Passage shown:
——————————

Trope's out of town due to an illness in the family almost instantly I am bored, so I wandered down to Grant Park to see John Mayall's Blues Breakers play at the opening night of the Chicago Blues Festival. To my horror, staring out the window into what should have been the inky darkness of the subway tunnel, I discovered there are now ads deep in the bowels of the CTA. I'm not talking about the poster ads for iPods and divorce lawyers which line the inside of the el cars, I mean video advertisements on giant TV screens. It's devilously ingenious, really. A bank of screens each shows a short segment of a commercial over and over again, so as the train drives past it's like watching a flip-card notebook movie, the kind you used to draw in math class when you should have been learning what a cosine is. Only not quite as pornographic.
The ad was for the Hummer H3, and it really bugged me. I don't want every corner of my life invaded by advertising for products I don't want and couldn't afford anyway, not even from our official sponsor. So imagine my horror when I arrived at Blues Fest to find that, not only had a giant Jumbotron-style TV screen been set up to show rock-video style closeups of the bands while blocking the view of the actual live performance, but that between sets it was used to show an endless loop of really loud commercials. For Fandango, Sharpie pens and Moen faucets, for chrissakes. I tried to imagine the ditzy pre-yuppies, geeky Zeppelin T-shirt clad high school kid, and tatooed lesbians who surrounded me, not to mention Ronne "Woo Woo" Wickers (yes, he was there - the Cubs had the day off) being moved to buy an ugly new faucet by the pursuasive power of these ads.
It's sad, really. Hold on a minute, I gotta go hit Danny's Liquor and Porn before they close or I'll run out of beer.

——————————

Goals:
(a) In the post about advertising in Chicago, what product was the video ad in the subway tunnel selling?
(b) Pick up the post about advertising in Chicago after its last sentence and write the next part.
The data that follows has no connection to the post about advertising in Chicago.

Stored data:
——————————

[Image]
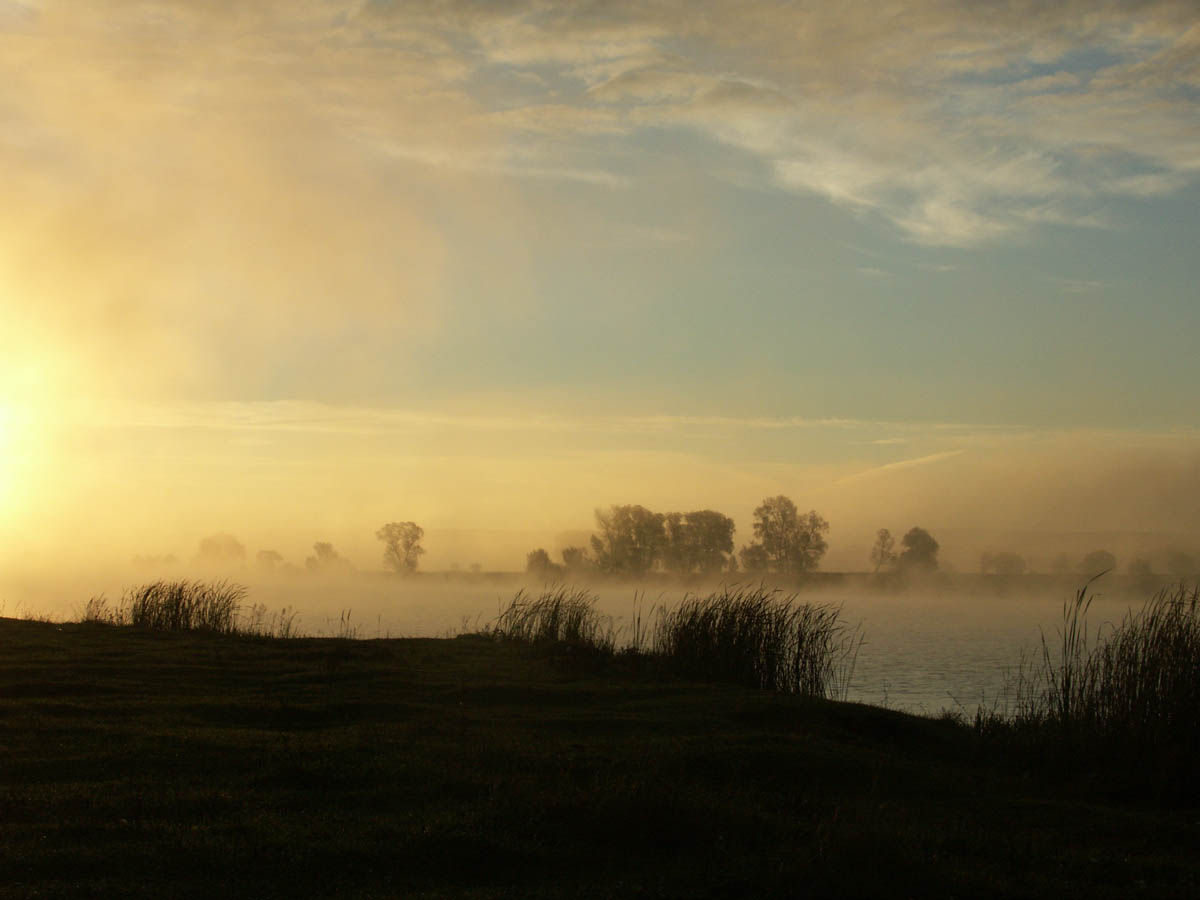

——————————

Outputs:
(a) The Hummer H3.

(b)
Okay, I'm back. Let me take this opportunity to put in a product plug for Heineken in the 24 ounce bottle. One time when I was backpacking at Canyonlands National Park in Utah and was becoming dangerously dehydrated, I hallucinated a giant green bottle of Heinie, glistening with sweat and beckoning to me, promising to quench my thirst. Also, the 24-ounce bottle has 2 more ounces than your ordinary double deuce.
Anyway. I'm increasingly dismayed by how every experience in increasingly brought to me by some big evil corporation or other. I mean TV shows are one thing (it comes with an off switch. Did you know that?) but the Blues Festival? A fucking el ride?
Still the show was pretty good. Mayall can't sing anymore (shouldn't have smoked so much) but he can still play piano and harmonica, and the band was great. They played some old Willie Dixon tunes - de rigeur for the Blues Festival - and jammed a lot. Not sure if I'll go back, though. I remember when the blues found me. My first exposure had been through Led Zeppelin, just like the geeky kid standing next to me tonight. Shuffling through cassette tapes (yes, I'm that old) at the Wake Forest college bookstore on a campus visit in high school, I discovered two albums containing songs covered by Zeppelin - Bob Dylan's first record, featuring In My Time of Dying, and I Am the Blues, featuring a whole lot of stuff, including You Shook Me and I Can't Quit You Baby. My first chance to really listen to Dixon was on a long van ride with Jay Gibson. We sprawled in the back of the van and let the music wash over us like revelationl. It was like nodding on painkillers after having your wisdom teeth out. It was like the earth crying out in despair. It was like the sun setting over the Pacific on a quiet beach. It was smooth. That was 1989.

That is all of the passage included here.